Source document —
Flowers are radially symmetrical and unisexual, occurring in inflorescences of 1–3 in terminal leaf whorls on a shoot up to 10 mm (0.39 in) long. Sepals are up to 5 mm (0.20 in) long, linear/acuminate and narrow, petals 10–11 mm (0.39–0.43 in) long, 3 mm (0.12 in) wide, creamy yellow when young and becoming darker yellow as they mature. Only male flowers with vestigial pistils have been observed. Stamens are 6–8 mm (0.24–0.31 in) long with anthers nearly 2 mm (0.079 in) long. The pistil up to 7 mm (0.28 in) long and the ovary is barely differentiated, 2 mm (0.079 in) long on a 2 mm (0.079 in) long stipe from the basal nectary gland. The style is (0.16 in) long with the stigma underdeveloped.

Work request 1 —
Using the flower description, decide whether each statement agrees with it: (a) female flowers of this plant have been observed; (b) the petals are creamy yellow when young; (c) the flowers occur in inflorescences of 1–3. Mark each yes or no and quote the words that settle it.
Work request 2 —
Retype part of the flower description word for word. Start at the words "Flowers are radially", and stop after "the stigma underdeveloped.".
Work only from the flower description above.

Data provided —
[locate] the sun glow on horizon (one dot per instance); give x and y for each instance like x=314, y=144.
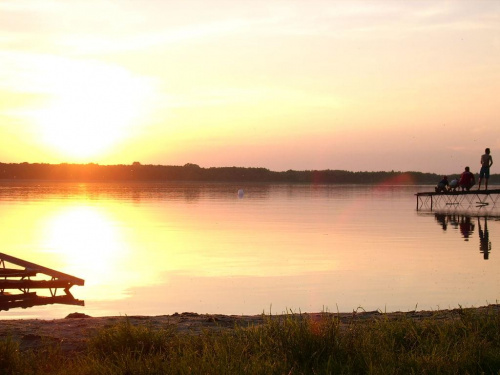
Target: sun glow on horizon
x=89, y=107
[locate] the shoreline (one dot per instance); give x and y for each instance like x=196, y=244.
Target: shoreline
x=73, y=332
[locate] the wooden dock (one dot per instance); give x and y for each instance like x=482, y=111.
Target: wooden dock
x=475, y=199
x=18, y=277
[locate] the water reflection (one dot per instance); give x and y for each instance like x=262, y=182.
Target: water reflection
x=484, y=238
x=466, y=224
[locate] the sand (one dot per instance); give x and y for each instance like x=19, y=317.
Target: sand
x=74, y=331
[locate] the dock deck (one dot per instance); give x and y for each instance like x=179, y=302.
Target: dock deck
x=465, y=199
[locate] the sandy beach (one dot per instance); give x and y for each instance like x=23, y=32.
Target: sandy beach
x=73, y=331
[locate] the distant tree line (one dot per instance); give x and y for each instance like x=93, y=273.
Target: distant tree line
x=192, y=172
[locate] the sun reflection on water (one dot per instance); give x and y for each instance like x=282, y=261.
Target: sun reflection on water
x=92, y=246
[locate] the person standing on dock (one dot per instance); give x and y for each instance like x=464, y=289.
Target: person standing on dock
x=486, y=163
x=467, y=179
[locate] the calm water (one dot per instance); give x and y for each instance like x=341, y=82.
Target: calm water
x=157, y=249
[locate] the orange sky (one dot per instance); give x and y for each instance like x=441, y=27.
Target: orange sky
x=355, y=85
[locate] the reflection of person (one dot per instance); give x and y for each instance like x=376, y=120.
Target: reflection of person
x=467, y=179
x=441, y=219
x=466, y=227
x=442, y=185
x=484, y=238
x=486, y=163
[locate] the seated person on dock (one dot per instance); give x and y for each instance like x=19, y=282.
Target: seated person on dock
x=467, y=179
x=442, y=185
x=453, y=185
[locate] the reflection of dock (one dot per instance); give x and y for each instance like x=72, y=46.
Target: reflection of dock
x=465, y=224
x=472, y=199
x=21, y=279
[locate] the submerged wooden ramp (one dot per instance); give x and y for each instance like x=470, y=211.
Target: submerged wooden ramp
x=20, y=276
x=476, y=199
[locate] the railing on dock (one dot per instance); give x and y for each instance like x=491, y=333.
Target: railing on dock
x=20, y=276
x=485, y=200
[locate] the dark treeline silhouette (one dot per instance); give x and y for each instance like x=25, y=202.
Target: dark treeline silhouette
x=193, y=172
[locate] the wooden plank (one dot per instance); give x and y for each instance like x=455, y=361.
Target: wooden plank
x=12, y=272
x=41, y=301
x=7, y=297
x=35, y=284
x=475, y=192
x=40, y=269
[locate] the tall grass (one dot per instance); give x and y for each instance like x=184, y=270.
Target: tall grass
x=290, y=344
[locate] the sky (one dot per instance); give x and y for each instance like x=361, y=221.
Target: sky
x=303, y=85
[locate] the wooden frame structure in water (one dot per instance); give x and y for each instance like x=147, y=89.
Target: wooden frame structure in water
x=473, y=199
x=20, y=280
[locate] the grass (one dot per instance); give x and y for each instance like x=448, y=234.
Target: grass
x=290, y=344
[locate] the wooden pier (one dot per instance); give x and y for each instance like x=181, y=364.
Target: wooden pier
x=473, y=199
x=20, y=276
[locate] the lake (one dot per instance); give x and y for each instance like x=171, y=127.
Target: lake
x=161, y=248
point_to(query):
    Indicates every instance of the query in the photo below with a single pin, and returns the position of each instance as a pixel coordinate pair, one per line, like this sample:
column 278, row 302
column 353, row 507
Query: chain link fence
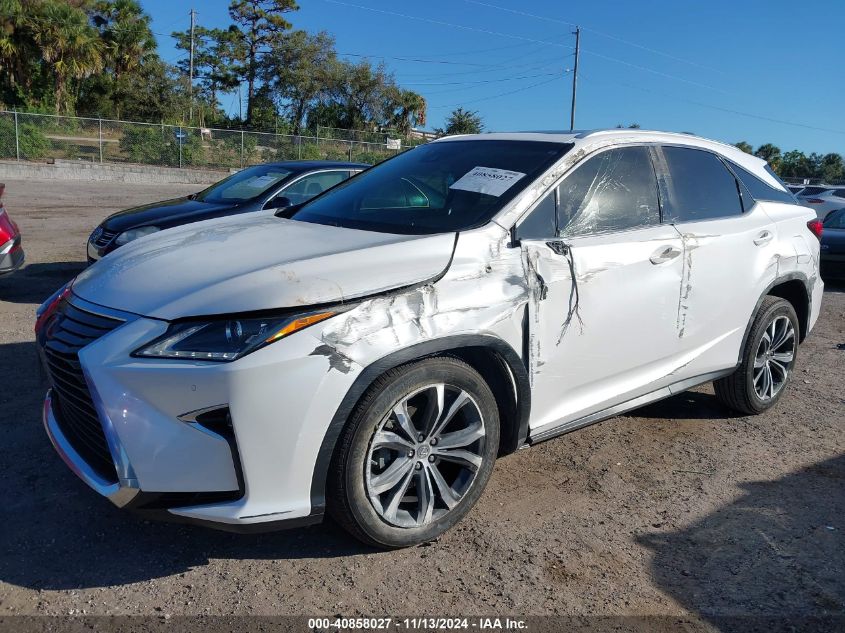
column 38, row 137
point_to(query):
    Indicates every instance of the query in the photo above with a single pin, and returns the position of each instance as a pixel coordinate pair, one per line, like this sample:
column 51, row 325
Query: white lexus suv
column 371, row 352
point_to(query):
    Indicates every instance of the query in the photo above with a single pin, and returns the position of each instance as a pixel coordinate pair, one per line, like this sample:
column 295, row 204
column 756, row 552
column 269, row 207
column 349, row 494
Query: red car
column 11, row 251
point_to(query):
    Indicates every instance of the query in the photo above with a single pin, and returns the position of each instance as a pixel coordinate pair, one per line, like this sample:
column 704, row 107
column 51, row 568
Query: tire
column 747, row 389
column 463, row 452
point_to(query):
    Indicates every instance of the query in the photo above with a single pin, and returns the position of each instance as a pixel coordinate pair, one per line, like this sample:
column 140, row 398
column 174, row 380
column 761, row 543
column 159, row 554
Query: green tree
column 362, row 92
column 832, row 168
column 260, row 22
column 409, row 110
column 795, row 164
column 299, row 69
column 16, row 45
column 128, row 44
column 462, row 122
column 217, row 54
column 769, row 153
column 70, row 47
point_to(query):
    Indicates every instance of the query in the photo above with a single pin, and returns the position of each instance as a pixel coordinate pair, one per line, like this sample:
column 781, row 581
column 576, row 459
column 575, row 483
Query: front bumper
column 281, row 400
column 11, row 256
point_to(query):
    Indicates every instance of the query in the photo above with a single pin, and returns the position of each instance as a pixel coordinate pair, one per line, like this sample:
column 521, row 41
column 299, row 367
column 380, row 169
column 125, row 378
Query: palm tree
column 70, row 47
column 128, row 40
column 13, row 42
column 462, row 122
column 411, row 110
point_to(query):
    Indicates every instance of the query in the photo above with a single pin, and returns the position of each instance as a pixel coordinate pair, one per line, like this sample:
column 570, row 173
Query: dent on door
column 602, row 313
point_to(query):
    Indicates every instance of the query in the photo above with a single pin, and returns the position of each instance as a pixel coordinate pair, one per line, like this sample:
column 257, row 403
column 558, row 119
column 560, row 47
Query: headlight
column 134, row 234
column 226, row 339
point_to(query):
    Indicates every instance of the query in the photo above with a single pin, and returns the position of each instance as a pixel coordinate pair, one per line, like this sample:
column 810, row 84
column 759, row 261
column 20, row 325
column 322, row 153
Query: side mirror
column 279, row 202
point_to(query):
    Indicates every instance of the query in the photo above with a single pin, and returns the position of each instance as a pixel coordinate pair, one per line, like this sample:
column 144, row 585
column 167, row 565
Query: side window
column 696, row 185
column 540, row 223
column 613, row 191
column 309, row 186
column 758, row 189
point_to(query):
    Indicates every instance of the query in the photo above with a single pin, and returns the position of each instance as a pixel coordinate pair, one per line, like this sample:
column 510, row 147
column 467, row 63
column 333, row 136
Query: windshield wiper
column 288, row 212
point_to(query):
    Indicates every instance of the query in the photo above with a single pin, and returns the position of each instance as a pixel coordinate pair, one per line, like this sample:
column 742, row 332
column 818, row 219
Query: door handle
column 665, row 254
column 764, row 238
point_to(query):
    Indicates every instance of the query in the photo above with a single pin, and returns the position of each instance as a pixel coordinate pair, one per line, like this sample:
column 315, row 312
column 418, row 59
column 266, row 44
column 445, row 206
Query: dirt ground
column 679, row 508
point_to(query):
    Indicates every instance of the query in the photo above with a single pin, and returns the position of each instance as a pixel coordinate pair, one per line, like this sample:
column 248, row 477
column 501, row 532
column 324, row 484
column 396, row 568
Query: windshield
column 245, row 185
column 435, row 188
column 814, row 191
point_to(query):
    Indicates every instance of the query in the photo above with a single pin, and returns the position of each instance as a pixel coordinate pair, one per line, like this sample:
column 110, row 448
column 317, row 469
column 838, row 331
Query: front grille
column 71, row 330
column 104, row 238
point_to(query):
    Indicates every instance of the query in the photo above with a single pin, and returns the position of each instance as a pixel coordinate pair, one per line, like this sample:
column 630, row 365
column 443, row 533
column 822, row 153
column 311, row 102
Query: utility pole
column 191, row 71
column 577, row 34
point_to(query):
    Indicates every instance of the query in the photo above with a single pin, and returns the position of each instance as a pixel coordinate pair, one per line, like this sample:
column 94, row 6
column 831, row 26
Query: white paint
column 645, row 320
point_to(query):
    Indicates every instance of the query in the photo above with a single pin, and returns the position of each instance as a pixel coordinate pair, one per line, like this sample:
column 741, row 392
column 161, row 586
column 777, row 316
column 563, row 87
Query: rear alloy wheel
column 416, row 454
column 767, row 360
...
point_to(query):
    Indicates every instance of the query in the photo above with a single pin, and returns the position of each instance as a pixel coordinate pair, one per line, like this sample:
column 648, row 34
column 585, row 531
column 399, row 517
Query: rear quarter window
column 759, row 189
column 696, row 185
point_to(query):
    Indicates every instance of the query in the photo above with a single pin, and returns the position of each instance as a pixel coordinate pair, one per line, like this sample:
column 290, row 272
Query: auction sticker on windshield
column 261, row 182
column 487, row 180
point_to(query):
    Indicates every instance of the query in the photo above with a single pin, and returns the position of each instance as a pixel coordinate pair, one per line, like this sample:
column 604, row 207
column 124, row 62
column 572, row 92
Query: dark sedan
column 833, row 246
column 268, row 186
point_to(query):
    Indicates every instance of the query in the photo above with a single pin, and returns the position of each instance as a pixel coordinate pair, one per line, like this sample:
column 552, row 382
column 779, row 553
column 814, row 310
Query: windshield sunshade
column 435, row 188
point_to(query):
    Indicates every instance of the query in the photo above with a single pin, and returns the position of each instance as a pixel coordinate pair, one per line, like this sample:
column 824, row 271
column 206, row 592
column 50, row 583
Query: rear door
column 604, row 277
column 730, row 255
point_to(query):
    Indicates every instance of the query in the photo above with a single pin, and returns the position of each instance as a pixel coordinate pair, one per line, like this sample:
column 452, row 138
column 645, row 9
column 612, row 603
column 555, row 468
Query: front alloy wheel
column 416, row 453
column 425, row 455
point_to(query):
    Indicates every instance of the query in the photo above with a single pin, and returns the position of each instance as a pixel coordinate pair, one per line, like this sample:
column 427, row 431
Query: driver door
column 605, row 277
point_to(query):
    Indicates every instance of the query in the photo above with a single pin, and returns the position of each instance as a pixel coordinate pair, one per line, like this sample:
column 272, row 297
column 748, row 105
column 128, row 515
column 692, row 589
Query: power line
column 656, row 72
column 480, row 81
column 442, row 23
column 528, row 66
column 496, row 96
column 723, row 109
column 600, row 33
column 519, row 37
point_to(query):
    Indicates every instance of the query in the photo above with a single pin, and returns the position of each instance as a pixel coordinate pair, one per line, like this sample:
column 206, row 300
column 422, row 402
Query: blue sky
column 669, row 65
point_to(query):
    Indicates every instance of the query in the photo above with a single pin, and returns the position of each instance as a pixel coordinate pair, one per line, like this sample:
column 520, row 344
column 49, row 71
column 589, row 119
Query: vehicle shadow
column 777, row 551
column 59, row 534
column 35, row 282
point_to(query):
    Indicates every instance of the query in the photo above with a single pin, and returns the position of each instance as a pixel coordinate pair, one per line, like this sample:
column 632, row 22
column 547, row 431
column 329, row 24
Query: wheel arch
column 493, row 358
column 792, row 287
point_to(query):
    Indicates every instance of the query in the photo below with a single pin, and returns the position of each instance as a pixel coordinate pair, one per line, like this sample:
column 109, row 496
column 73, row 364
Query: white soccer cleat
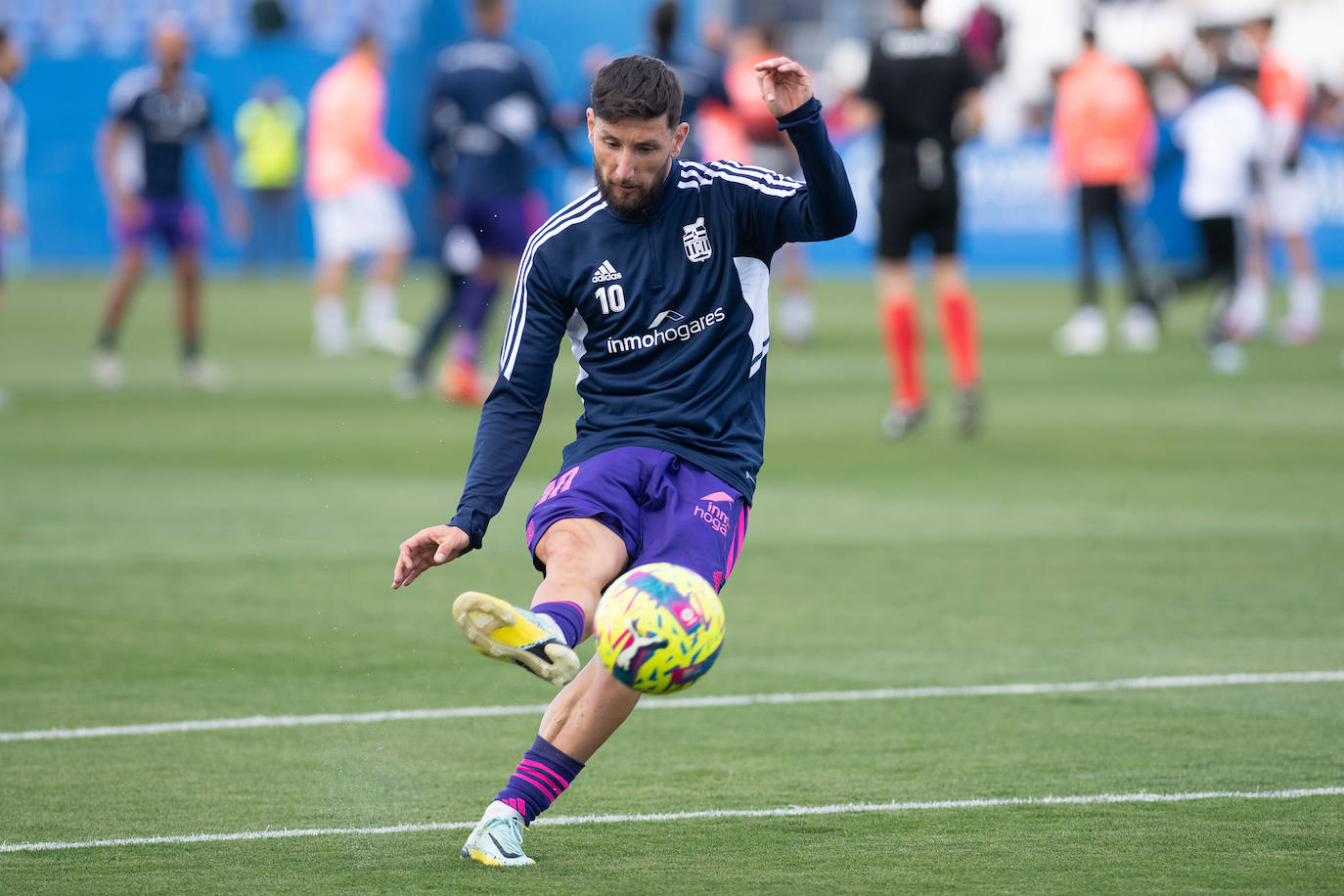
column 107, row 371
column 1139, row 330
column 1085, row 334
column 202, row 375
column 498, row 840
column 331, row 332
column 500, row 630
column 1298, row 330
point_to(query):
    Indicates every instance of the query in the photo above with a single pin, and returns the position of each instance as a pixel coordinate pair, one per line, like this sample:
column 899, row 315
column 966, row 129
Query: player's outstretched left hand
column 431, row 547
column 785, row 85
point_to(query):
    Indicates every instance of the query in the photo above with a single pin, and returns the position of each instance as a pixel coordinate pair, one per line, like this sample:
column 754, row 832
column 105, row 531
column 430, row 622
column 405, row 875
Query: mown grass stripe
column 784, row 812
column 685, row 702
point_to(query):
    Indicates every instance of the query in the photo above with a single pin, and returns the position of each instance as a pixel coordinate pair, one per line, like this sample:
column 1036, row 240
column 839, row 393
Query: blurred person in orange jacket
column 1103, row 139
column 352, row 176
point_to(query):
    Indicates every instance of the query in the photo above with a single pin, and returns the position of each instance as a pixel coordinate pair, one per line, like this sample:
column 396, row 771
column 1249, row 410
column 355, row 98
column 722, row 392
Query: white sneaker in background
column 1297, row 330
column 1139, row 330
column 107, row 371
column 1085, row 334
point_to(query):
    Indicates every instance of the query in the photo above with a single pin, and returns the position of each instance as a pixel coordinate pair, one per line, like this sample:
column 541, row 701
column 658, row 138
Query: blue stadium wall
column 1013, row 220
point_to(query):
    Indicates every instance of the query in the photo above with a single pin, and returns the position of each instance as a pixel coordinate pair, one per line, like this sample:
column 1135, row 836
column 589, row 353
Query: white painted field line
...
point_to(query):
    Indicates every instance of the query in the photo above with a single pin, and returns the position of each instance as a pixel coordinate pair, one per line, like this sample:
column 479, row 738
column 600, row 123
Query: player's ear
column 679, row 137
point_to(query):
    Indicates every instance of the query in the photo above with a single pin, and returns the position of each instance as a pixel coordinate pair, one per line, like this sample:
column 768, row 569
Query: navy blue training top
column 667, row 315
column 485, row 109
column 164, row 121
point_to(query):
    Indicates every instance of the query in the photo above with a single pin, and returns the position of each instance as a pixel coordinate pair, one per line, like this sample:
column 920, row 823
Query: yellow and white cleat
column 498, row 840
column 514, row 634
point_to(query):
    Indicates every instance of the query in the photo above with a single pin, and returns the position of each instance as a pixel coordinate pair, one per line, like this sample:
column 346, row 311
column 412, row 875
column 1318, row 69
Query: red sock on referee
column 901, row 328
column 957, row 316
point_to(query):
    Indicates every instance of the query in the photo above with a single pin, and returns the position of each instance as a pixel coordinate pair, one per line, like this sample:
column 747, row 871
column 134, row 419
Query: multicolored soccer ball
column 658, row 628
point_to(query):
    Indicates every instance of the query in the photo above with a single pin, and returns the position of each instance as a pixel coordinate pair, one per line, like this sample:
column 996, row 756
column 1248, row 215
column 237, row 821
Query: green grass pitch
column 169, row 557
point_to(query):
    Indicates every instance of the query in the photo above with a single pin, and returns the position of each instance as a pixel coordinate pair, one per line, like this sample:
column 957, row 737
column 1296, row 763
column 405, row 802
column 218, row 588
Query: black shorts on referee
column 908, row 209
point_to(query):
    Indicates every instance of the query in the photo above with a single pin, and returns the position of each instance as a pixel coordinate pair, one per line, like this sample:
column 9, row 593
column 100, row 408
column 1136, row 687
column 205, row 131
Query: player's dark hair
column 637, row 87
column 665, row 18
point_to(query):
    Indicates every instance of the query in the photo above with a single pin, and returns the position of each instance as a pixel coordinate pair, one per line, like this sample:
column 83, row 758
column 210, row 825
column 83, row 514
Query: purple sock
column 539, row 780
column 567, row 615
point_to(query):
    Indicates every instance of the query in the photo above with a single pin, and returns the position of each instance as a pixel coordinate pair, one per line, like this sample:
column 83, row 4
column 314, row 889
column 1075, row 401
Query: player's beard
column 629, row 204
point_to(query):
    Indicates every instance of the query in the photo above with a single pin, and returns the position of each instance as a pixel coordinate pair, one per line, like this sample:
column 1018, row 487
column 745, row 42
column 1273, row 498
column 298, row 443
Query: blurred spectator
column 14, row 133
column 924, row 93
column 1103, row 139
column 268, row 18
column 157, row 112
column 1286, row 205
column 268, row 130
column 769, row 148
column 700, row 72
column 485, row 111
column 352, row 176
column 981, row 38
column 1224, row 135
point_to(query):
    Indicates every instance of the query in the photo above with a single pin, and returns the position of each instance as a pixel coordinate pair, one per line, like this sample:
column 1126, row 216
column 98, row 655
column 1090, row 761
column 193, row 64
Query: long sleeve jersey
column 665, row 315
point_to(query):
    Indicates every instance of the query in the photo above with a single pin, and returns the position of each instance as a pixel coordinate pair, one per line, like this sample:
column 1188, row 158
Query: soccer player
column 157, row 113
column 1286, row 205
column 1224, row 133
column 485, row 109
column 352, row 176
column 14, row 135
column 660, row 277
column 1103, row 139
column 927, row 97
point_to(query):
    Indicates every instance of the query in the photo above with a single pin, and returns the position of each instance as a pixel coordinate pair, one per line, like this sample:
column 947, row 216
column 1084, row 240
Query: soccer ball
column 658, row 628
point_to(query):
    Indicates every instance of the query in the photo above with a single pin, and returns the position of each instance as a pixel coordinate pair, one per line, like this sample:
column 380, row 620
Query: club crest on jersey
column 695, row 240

Worked solution 1 —
(a) No: "Only male flowers with vestigial pistils have been observed."
(b) Yes: "creamy yellow when young and becoming darker yellow as they mature"
(c) Yes: "occurring in inflorescences of 1–3 in terminal leaf whorls"

Worked solution 2 —
Flowers are radially symmetrical and unisexual, occurring in inflorescences of 1–3 in terminal leaf whorls on a shoot up to 10 mm (0.39 in) long. Sepals are up to 5 mm (0.20 in) long, linear/acuminate and narrow, petals 10–11 mm (0.39–0.43 in) long, 3 mm (0.12 in) wide, creamy yellow when young and becoming darker yellow as they mature. Only male flowers with vestigial pistils have been observed. Stamens are 6–8 mm (0.24–0.31 in) long with anthers nearly 2 mm (0.079 in) long. The pistil up to 7 mm (0.28 in) long and the ovary is barely differentiated, 2 mm (0.079 in) long on a 2 mm (0.079 in) long stipe from the basal nectary gland. The style is (0.16 in) long with the stigma underdeveloped.